EXERCISE GOAL: The output must contain exactly the lines from the top of the listing below through the line containing "box: [0, 129, 53, 300]", and no pictures.

DATA RECORDS:
--------------------

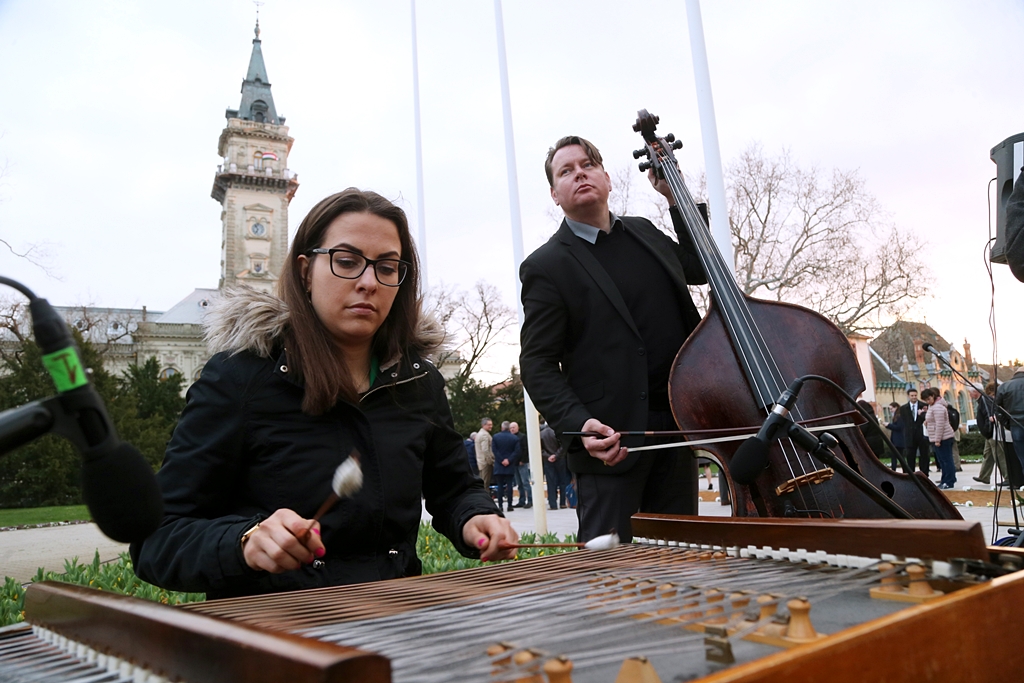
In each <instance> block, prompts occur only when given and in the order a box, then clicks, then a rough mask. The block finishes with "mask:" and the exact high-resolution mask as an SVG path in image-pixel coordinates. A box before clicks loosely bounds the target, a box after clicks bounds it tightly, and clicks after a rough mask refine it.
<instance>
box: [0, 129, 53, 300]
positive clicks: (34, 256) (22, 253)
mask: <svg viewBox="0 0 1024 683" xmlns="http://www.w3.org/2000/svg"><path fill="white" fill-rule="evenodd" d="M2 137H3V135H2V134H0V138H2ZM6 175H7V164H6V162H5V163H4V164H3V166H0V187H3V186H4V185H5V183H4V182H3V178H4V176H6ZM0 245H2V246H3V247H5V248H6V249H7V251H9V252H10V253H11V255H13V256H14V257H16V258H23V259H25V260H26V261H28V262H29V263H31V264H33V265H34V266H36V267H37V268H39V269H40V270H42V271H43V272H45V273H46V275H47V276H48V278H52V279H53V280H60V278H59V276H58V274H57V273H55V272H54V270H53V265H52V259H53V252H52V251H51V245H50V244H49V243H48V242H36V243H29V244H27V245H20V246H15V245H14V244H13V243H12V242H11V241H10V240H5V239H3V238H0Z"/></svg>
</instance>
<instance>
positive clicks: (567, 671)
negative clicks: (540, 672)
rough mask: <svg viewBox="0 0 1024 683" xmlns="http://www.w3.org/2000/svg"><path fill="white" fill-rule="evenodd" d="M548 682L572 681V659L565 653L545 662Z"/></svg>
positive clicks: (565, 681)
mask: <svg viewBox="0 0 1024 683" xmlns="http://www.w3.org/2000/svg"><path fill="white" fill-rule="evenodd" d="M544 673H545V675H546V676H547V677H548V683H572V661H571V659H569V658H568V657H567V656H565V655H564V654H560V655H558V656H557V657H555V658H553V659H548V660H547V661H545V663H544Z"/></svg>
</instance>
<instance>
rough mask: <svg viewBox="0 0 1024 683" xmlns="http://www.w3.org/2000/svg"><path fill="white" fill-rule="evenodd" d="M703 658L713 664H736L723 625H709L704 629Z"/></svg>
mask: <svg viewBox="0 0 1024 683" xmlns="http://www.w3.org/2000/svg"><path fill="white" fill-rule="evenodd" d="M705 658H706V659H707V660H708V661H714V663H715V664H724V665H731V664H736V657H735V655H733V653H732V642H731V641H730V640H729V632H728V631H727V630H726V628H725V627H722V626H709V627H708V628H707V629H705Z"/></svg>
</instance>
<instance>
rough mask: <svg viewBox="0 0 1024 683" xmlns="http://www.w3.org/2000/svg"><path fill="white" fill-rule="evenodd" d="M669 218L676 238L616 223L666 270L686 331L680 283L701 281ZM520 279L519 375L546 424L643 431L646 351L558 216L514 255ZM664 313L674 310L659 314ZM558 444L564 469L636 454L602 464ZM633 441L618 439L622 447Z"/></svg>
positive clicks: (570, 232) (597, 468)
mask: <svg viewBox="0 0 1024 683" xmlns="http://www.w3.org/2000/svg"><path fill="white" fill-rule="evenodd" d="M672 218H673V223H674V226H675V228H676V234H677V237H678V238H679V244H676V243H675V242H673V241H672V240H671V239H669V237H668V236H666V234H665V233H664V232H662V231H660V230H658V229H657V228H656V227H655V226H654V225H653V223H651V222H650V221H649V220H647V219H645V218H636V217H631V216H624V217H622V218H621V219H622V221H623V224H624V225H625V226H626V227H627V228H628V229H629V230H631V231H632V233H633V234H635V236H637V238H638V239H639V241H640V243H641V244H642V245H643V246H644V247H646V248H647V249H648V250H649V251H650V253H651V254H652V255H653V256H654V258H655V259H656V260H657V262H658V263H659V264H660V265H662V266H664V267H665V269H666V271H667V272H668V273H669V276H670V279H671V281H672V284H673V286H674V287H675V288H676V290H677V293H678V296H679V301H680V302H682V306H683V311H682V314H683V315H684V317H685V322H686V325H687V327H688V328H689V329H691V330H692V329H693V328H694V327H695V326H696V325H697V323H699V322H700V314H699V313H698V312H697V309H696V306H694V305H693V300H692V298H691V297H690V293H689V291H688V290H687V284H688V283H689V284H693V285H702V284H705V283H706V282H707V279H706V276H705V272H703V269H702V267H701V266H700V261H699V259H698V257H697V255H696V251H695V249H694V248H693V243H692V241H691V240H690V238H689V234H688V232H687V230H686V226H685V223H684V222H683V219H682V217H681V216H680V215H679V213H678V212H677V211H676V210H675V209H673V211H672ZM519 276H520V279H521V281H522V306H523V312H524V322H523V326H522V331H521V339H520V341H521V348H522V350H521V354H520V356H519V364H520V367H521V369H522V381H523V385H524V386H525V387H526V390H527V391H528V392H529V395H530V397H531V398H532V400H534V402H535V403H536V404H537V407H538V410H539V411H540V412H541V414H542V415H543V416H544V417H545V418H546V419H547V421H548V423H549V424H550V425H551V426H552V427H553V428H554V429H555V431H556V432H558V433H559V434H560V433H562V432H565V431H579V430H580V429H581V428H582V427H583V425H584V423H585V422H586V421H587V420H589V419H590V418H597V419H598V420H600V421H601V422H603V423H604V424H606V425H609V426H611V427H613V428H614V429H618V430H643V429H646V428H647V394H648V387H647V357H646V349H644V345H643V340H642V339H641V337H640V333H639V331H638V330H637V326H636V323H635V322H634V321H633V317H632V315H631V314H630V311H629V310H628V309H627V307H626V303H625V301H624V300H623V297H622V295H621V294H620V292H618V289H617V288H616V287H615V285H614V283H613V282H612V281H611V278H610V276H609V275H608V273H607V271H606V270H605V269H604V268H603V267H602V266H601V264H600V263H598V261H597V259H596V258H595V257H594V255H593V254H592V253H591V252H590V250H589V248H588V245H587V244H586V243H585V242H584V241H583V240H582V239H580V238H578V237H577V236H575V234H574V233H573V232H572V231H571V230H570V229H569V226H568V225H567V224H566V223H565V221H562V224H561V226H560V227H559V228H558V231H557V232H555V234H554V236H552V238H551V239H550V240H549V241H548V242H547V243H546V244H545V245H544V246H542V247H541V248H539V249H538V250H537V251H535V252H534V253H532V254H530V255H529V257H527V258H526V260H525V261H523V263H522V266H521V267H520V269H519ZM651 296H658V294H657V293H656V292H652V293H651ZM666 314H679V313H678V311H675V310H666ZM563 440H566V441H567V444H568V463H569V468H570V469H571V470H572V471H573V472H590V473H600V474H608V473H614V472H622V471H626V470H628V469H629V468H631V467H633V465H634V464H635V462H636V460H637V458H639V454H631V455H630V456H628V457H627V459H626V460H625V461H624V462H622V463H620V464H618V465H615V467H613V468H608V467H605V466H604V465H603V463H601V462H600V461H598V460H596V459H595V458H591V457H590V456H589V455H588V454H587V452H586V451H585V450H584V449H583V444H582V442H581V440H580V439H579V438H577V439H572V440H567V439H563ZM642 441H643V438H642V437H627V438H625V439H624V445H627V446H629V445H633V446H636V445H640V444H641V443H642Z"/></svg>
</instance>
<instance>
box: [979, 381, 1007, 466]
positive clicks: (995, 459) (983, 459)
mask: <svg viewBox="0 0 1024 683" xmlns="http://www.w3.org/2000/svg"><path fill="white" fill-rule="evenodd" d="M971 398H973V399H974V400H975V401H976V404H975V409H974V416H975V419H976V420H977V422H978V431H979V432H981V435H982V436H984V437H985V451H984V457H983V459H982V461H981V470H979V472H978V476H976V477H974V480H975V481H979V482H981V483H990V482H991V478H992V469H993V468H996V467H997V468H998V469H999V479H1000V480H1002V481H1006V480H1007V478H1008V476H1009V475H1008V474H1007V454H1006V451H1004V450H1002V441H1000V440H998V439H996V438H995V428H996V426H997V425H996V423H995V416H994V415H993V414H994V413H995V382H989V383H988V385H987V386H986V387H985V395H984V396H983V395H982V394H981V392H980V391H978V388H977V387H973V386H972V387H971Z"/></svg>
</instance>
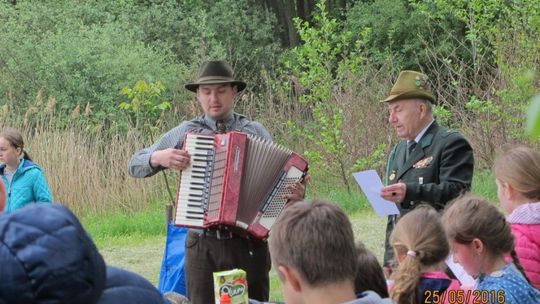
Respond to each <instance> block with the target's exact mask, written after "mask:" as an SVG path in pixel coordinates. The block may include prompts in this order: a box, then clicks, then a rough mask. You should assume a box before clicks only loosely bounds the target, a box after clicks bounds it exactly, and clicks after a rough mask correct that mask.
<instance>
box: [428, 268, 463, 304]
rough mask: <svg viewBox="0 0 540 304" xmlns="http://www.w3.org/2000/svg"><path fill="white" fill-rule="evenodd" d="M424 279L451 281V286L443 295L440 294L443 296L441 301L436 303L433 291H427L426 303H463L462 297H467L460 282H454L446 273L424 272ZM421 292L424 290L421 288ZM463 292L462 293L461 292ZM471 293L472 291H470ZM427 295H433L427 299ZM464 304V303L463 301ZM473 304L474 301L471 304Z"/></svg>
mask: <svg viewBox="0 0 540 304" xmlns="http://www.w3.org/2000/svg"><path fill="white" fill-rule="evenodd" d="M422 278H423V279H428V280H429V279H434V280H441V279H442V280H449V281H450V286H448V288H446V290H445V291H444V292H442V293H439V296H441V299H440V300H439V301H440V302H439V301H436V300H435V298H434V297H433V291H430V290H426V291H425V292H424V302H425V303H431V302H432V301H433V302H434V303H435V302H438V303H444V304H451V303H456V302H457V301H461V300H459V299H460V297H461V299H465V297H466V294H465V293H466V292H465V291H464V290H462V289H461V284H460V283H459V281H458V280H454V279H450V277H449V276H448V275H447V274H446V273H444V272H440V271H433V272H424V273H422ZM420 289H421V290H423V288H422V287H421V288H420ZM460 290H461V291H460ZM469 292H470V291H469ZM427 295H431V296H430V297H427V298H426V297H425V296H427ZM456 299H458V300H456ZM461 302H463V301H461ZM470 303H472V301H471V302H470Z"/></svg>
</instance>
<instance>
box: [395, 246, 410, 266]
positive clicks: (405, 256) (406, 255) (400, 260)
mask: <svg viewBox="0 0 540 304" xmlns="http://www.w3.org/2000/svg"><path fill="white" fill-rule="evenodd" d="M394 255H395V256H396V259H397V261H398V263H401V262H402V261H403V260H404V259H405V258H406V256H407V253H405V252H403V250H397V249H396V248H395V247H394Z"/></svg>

--------------------

RESULT OF THIS TASK:
In each <instance> block, prompts occur only when given and in the order a box, then clicks, then a rough mask. The block finishes with "mask:" and the exact high-resolution mask as an SVG path in image-pixel coordinates. A box before clicks loosely bounds the target, a box after clicks bounds it tightly, and clicks after a rough mask refine it.
<instance>
box: [0, 129, 53, 300]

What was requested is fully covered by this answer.